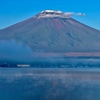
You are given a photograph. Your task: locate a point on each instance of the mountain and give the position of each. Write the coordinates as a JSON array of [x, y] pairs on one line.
[[53, 32]]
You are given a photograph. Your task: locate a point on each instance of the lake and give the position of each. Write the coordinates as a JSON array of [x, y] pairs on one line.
[[49, 84]]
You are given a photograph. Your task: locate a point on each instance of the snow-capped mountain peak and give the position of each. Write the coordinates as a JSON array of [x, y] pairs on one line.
[[51, 14]]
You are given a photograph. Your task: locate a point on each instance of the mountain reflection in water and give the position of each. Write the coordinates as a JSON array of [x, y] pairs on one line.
[[39, 84]]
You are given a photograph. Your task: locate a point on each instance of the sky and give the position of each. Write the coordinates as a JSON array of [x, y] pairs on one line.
[[14, 11]]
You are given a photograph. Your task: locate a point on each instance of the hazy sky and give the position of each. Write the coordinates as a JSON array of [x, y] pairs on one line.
[[14, 11]]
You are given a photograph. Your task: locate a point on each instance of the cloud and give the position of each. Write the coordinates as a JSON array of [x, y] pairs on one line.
[[69, 14], [80, 14]]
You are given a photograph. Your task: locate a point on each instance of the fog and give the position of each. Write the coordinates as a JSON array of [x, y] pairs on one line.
[[38, 84], [16, 51]]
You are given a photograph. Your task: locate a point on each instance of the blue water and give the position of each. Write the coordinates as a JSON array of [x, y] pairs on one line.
[[49, 84]]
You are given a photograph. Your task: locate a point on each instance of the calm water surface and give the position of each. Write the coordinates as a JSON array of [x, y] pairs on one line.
[[49, 84]]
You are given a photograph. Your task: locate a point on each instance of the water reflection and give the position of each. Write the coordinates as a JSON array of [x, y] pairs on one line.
[[37, 84]]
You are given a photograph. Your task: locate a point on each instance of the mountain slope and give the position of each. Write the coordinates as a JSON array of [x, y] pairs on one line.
[[54, 34]]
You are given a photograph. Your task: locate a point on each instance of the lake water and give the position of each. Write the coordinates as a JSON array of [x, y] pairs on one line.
[[49, 84]]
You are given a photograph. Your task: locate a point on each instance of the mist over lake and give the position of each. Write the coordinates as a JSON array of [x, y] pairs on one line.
[[50, 84]]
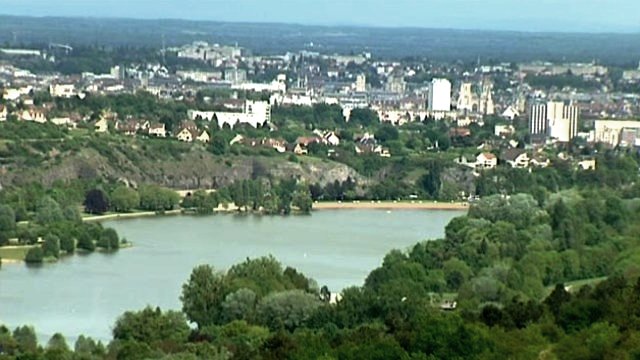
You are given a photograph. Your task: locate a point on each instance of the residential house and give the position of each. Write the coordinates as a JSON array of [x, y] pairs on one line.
[[510, 113], [278, 145], [64, 121], [460, 132], [101, 126], [504, 130], [516, 158], [203, 137], [3, 112], [157, 130], [62, 90], [486, 160], [185, 135], [302, 143], [540, 160], [588, 164], [188, 134], [328, 137], [33, 114], [299, 149], [128, 127], [331, 138]]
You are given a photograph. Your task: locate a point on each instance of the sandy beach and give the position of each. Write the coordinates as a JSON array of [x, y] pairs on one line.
[[129, 215], [391, 205]]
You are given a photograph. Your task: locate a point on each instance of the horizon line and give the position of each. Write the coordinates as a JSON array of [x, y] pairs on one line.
[[336, 25]]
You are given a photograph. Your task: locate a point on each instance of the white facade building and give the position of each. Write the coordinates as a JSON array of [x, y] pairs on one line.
[[440, 95], [255, 113], [465, 98], [556, 119], [609, 131], [361, 83], [62, 90]]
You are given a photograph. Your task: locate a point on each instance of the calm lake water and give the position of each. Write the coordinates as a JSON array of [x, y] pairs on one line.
[[85, 294]]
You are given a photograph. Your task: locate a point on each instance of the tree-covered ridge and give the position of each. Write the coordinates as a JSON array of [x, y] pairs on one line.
[[292, 321], [513, 246], [502, 261]]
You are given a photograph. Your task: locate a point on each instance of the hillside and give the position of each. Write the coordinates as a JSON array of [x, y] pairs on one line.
[[162, 162]]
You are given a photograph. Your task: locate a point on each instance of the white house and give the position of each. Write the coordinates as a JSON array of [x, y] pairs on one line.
[[62, 90], [189, 135], [516, 158], [203, 137], [510, 113], [185, 135], [3, 112], [331, 138], [504, 130], [589, 164], [255, 113], [33, 114], [101, 126], [486, 160], [64, 121], [157, 130]]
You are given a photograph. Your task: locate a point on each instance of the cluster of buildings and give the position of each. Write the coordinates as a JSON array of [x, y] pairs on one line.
[[398, 91]]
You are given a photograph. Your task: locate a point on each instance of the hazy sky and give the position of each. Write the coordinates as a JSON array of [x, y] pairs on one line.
[[526, 15]]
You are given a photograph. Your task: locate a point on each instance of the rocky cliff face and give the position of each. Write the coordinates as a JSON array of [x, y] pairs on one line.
[[190, 170]]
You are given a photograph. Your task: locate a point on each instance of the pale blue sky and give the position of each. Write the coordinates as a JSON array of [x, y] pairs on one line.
[[524, 15]]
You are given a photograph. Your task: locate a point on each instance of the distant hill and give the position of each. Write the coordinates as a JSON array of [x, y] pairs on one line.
[[437, 44]]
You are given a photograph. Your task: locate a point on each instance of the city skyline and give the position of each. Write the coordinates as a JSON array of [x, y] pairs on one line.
[[590, 16]]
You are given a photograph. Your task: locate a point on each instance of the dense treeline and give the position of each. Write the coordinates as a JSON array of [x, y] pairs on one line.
[[49, 223], [258, 310]]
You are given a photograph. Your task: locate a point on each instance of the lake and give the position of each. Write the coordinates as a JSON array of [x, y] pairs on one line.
[[84, 294]]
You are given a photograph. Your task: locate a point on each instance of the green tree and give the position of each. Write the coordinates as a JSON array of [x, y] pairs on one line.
[[202, 296], [35, 255], [51, 246], [287, 310], [7, 218], [57, 348], [219, 144], [153, 327], [85, 241], [67, 244], [96, 202], [302, 200], [109, 240], [124, 199], [87, 348], [239, 305], [25, 337], [48, 211]]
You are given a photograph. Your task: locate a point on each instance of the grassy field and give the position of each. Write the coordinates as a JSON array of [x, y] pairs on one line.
[[17, 253]]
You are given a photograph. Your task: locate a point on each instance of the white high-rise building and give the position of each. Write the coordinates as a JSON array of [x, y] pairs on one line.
[[465, 98], [487, 106], [440, 95], [361, 83], [538, 119], [556, 119], [563, 120]]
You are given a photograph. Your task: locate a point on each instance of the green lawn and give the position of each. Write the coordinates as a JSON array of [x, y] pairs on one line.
[[14, 252]]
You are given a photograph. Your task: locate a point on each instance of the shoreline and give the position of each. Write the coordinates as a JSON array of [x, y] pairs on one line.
[[391, 205], [124, 216]]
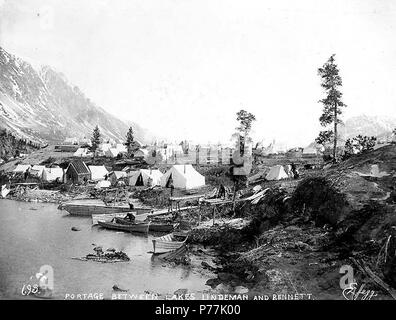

——

* EXERCISE BRIEF
Output nothing but the records above, word for word, with the pictures removed.

* SOLVED PROBLEM
You are given a photograph. Your task: locate a point on each instance of the mountain and give the position of each. Write the coordinates as a JSON array of [x, y] pairs on one line.
[[53, 32]]
You are given a photograph. Your task: locate a point on each instance of the lake and give the position of each. Write the coordinates as a JSON array of [x, y] pairs on one line.
[[49, 84]]
You are given a photograph. Your task: locate a point on each instance of the snow-capped mountain peak and give the position of each. Write the coordinates as a JSON array of [x, y] pairs on one line.
[[51, 14]]
You are given a photograph. Your task: locate a point on each instance of the mountain reflection in water and give the position of each. Write the coordinates as a JSON array of [x, y] pairs on one line.
[[39, 84]]
You are given a photograph. Your task: locate a point on each instance of the sky and give the position of each. Write the coordinates as a JSON array of [x, y] pairs on one line.
[[14, 11]]
You are given a photograph. Your task: locate a point on each instance of the hazy sky and give the position of each. Write the coordinates as a JSON array of [x, y] pairs on one line.
[[14, 11]]
You are given a photograph. Your task: locate a point on each instance of the cloud and give the position of each. Write the coordinates as a JSON array of [x, y] pairs on one line.
[[69, 14], [80, 14]]
You are given a photograph. Your task: locate a point on each instance of the fog and give the position of each. Write the coordinates as a JSON array of [x, y] pairs on one line.
[[38, 84], [16, 51]]
You are given a photograph. Your task: locate a point on each instance of the blue water and give the position of each. Write the coordinates as a JSON array of [x, y] pairs on one line.
[[49, 84]]
You are given a photograph. Your task: locate a point on each instance of the calm water surface and give the position of each. Write the coordinates as a JSON array of [x, y] pairs on one line.
[[49, 84]]
You are given a photograph. Your task: locate a point on each instance of the water reflection and give the position of each. Write the coordinates as a JSON array of [x, y] pairs on one line.
[[37, 84]]
You are given a photograph. Your task: locate a point on each instance of the mountain slope and give the position of each. Write the coordinates as a JSON array of [x, y] pairs on one line.
[[54, 34]]
You are given a photograph. Your task: locate a point on each instance of the lake water and give the position of each. Write the coordinates as a JSON array of [x, y] pairs on one line.
[[49, 84]]
You are given a photograph. Your task: locate a point on each instance of the mist over lake and give the position of each. Write the coordinates as a JSON array of [x, y] pairs on one line.
[[50, 84]]
You are given a photograph. Your task: locate a point on each instance of the residential house and give the position of each. Write the coordinates as a JSON array of [x, y] pairs on one line.
[[510, 113], [278, 145], [64, 121], [460, 132], [101, 126], [504, 130], [516, 158], [203, 137], [3, 112], [157, 130], [62, 90], [486, 160], [185, 135], [302, 143], [540, 160], [588, 164], [188, 134], [328, 137], [33, 114], [299, 149], [128, 127], [331, 138]]
You are given a photograph. Your task: locate a point on each instance of the sandy beach and give the position of each. Write the coordinates as a JSON array of [x, y] pairs on one line.
[[129, 215], [391, 205]]
You are given a photograph. Your task: locate a point on each instance of the horizon line and give the position of each. Write the coordinates as a JSON array of [x, y] pairs on one line.
[[336, 25]]
You are given a photograph. Your task: locate a point on each instance of the white facade building and give the position of each. Write the coordinates as a JSON array of [x, y] pairs on one line.
[[440, 95], [255, 113], [465, 98], [556, 119], [609, 131], [361, 83], [62, 90]]
You are given a photograph. Your task: locate a point on each instance of the calm lake water and give the position of each. Write the coordinates as a JSON array of [x, y] pairs on one line.
[[85, 294]]
You are given a photograph. Your task: locate a point on each instance of the tree-covered ridge and give the position of each. Write the coordinates as a JSON array of [x, y] pairs on one line.
[[292, 321], [513, 246], [502, 261]]
You are given a photograph. Your task: locate a point on each instance of the hillside and give the position of each. Write the coordinates as a JSON array of [x, y] pairs on one line.
[[162, 162]]
You are given a photograph. Your task: locate a point on each instance of the white house and give the position of each. Write the coordinates as a JSON array of [x, y] pairs on one line.
[[62, 90], [189, 135], [516, 158], [203, 137], [510, 113], [185, 135], [3, 112], [331, 138], [504, 130], [589, 164], [255, 113], [33, 114], [101, 126], [486, 160], [64, 121], [157, 130]]
You are given a photograph. Your task: locate a point on each instance of the cluster of buildings and give the position of each. Write the coordinates as a JSON array of [x, y] pairs on one line.
[[398, 91]]
You are given a photograph. Your task: locate a point on each instance of the hazy sky and give the position of each. Write the coordinates as a JSON array of [x, y] pairs on one line.
[[526, 15]]
You are given a photograph. Your task: locate a point on each instance of the rocky cliff face and give the position of each. Write the coordinates as a JSON array of [x, y] pairs on one line.
[[190, 170]]
You are given a photograph. Your task: locate a point on each instance of the pale blue sky and give the position of each. Write the coordinates as a JSON array of [x, y] pairs on one line.
[[524, 15]]
You are given a photograph. Your task: locate a point on each instance of the distant hill and give the position of each. Write the coordinates as a JSON array of [x, y] pairs on one line.
[[437, 44]]
You are given a photograph. Your task: locate a point on each instance of the city skyline and give the position of each. Write the coordinates as a JSON array of [x, y] pairs on one line.
[[590, 16]]
You are given a photograph. Your task: locate a point on each instance of the dense treeline and give the position of each. Write the coordinates as a JSON array of [x, y] pairs on one line.
[[49, 223], [258, 310]]
You are given a photograph. Your task: locate a point on each instance of the lake and give the position of each. Write the coordinates as a JSON array of [x, y] pairs on one line.
[[84, 294]]
You are given a photograph. Your task: locate a point on each instance of the green tree and give the position of each. Write the coordinates as a JSON array of [x, y] pairs on one line.
[[202, 296], [35, 255], [51, 246], [287, 310], [7, 218], [57, 348], [219, 144], [153, 327], [85, 241], [67, 244], [96, 202], [302, 200], [109, 240], [124, 199], [87, 348], [239, 305], [25, 337], [48, 211]]
You are given a photograph. Your task: locate a point on each instance of the grassy field and give the position of each. Write the coordinates as a JSON array of [x, y] pairs on one line.
[[17, 253]]
You are given a photograph. Your task: locate a point on each instance of the white high-rise building and give the position of each. Write the coordinates as a JSON array of [x, y] pairs on one line.
[[465, 98], [487, 106], [440, 95], [361, 83], [538, 119], [556, 119], [563, 120]]
You are given a photograph. Your task: locate a point on each instance of the green lawn and give the position of each. Write the coordinates as a JSON array of [x, y] pairs on one line.
[[14, 252]]
You are given a photograph. Your task: locate a point on each instance of the shoreline and give the position of each. Write the coordinates as a JSON array of [x, y] pairs on one line.
[[391, 205], [124, 216]]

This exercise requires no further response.